§ Required work:
A – Revise the stretch of the Lloyds share price article from "However, since February, we’ve" through "get better anyway.", replacing "sentiment" with "confidence".
B – List every sentence in the Lloyds share price article that ends with a question mark, including any heading.
C – Continue the Lloyds share price article from the point where it stops.

§ Source passage:
--

Middle-aged white man pulling an aggrieved face while looking at a screen
Image source: Getty Images

The Lloyds (LSE:LLOY) share price has bounced up and down over the past two years as rising interest rates delivered strong returns but promised higher, and costly, default rates.

However, since February, we’ve seen the stock consistently push upwards. Earnings actually fell year-on-year but the stock has gained largely because of improving sentiment regarding the UK economy.

So should we be concerned about the red-hot Lloyds share price? Is it time for investors to consolidate their gains and should potential investors stay clear? I don’t think so. Here’s why.

Things can only get better?

D:Ream’s ‘Things Can Only Get Better’ made headlines during the week as the song almost drowned out Rishi Sunak’s election date announcement. While I’m not convinced a new government has the capacity/fiscal headroom actually to make any difference to the UK’s economic trajectory, things (the economy) will likely get better anyway.


The UK’s economic forecast is relatively positive as we move towards in the medium term. And that’s incredibly important for banks because they are cyclical stocks. It’s even more important for Lloyds because it doesn’t have an investment arm, and around 60-70% of its loans are UK mortgages.

Falling interest rates

Coupled with an improving economic forecast is the expectation that interest rates will moderate. The current, higher interest rates are something of a risk for banks because sky-high repayments push customers closer to defaulting.

--

§ Data lines:
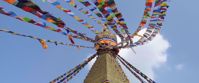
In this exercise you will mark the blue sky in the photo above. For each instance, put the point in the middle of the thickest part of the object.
(22, 60)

--

§ Answers per task:
A –
However, since February, we’ve seen the stock consistently push upwards. Earnings actually fell year-on-year but the stock has gained largely because of improving confidence regarding the UK economy.

So should we be concerned about the red-hot Lloyds share price? Is it time for investors to consolidate their gains and should potential investors stay clear? I don’t think so. Here’s why.

Things can only get better?

D:Ream’s ‘Things Can Only Get Better’ made headlines during the week as the song almost drowned out Rishi Sunak’s election date announcement. While I’m not convinced a new government has the capacity/fiscal headroom actually to make any difference to the UK’s economic trajectory, things (the economy) will likely get better anyway.

B –
- So should we be concerned about the red-hot Lloyds share price?
- Is it time for investors to consolidate their gains and should potential investors stay clear?
- Things can only get better?

C –
Interest rates are forecasted to settle somewhere between 2.5% and 3.5% in the medium term. This is the Goldilocks zone for banks because net interest income (NII) should be elevated and there are fewer concerns about defaults.

It’s important to note here that Lloyds is more interest rate sensitive than other banks because of the aforementioned reason — it doesn’t have an investment arm.

I think it’s fair to say however, that we’re not out of the woods yet. The latest inflation print came in above estimates, and if the Bank of England delays cutting interest rates, Lloyds shares would feel some pain. Some traders had been betting on a June rate cut. That’s looking increasingly unlikely.

It’s a marathon, not a sprint

Lloyds won’t deliver 17% share price growth every year — as it has over the past 12 months. However, if the UK’s economic woes improve and interest rates do fall as expected, we could be looking at something of a golden period for UK-focused banks.

Currently, Lloyds offers a 4.95% dividend yield. And it’s well covered by earnings. So that’s a great starting point if I’m looking to achieve double-digit total returns annually.

I’m being conservative here, but I reckon Lloyds shares could grow on average by around 5% annually over the medium term, taking the share price to 70p in five years. Given earnings projections, it would be trading around seven or eight times forecasted earnings.

So while there might be some more exciting investment opportunities out there, especially AI-related investments, I’m not selling my Lloyds stock. However, due to concentration risk, I’m not buying more.

The post Should I be worried about the red-hot Lloyds share price? appeared first on The Motley Fool UK.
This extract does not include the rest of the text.